▶ [EXERCISE INSTRUCTIONS]:
Show every line below that contains the word "cookie", copying each one unchanged.

▶ [RECORDS FOR THIS EXERCISE]:
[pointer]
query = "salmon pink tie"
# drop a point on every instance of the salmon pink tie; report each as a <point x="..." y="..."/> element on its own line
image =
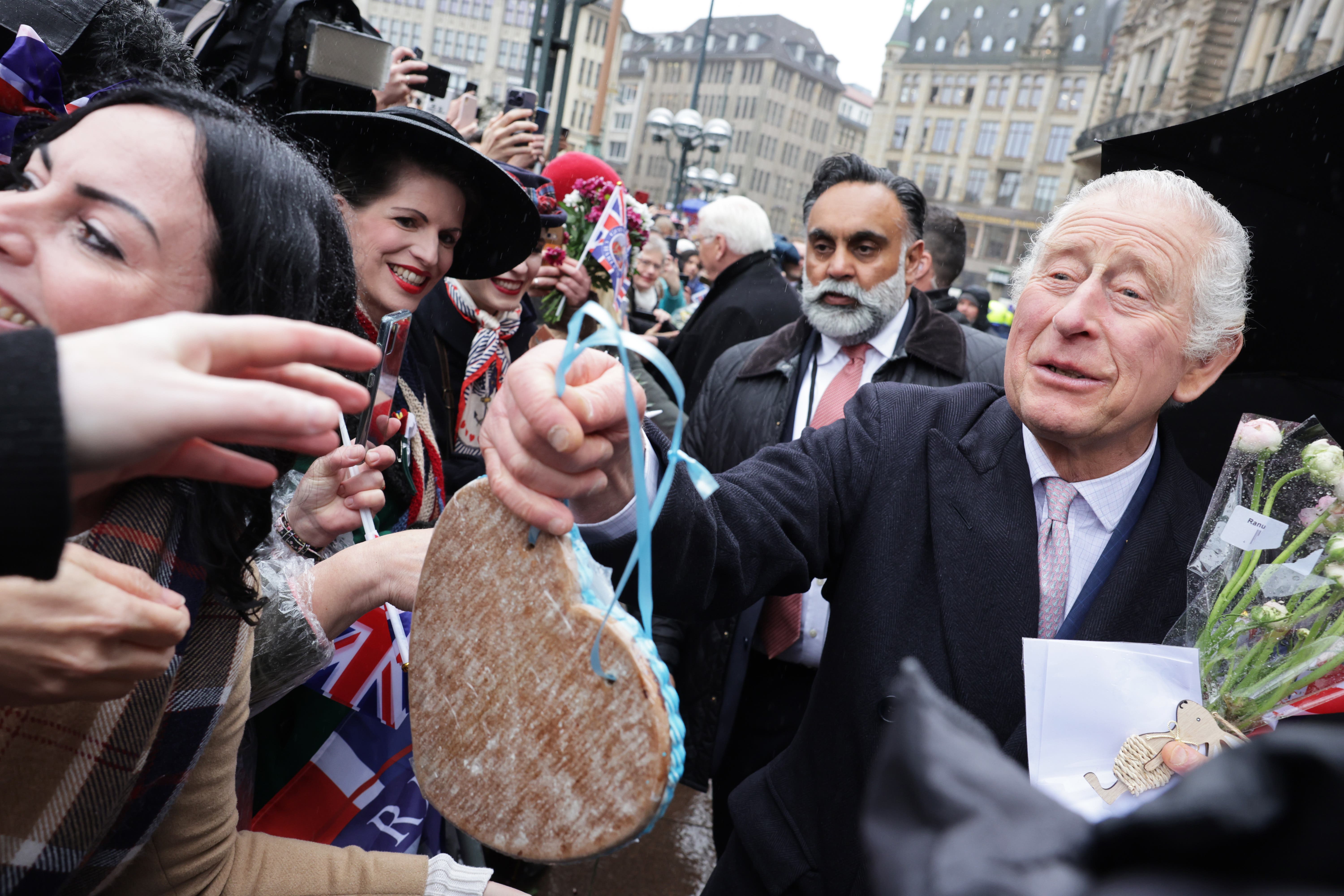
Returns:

...

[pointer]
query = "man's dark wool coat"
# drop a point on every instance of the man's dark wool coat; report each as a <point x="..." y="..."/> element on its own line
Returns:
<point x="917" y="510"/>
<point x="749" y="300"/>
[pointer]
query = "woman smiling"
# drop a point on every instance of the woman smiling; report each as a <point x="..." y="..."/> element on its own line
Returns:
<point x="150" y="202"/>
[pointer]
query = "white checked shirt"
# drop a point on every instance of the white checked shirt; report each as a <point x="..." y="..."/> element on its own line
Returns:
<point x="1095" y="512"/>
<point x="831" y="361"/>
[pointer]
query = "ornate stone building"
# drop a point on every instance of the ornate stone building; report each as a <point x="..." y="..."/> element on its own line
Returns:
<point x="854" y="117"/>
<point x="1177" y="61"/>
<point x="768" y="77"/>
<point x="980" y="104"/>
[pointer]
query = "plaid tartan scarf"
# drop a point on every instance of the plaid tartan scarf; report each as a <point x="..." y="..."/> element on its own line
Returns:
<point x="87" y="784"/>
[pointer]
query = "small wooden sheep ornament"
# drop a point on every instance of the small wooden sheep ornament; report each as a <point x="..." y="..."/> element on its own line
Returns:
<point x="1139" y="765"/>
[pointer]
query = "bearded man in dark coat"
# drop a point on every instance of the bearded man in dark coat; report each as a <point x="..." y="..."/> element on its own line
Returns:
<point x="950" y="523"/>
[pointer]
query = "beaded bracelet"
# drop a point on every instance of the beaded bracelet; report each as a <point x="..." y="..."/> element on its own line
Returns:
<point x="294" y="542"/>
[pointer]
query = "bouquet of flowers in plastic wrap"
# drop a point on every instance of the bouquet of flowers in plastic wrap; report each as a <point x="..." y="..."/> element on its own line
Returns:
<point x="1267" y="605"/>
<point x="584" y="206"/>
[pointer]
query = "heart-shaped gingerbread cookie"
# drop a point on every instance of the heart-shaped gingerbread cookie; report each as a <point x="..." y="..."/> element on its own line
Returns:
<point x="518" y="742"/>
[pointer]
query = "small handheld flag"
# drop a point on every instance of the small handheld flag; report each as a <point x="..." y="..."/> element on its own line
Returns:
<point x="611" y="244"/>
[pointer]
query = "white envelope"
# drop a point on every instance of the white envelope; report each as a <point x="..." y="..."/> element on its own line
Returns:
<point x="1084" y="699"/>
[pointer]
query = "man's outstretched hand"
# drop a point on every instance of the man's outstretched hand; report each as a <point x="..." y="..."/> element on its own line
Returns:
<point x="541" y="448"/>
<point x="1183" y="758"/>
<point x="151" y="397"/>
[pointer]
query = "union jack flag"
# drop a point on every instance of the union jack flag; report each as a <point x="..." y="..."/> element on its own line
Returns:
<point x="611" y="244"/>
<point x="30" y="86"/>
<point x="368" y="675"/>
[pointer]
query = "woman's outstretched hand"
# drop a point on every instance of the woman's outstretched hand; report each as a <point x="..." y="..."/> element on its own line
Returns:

▶ [WRITTEN REPLY]:
query = "heart-shaped gingerbread cookie"
# drop a point on every instance of the heart-shaped gingerbread cookie; report each as a <point x="..." y="..."/> element on its own line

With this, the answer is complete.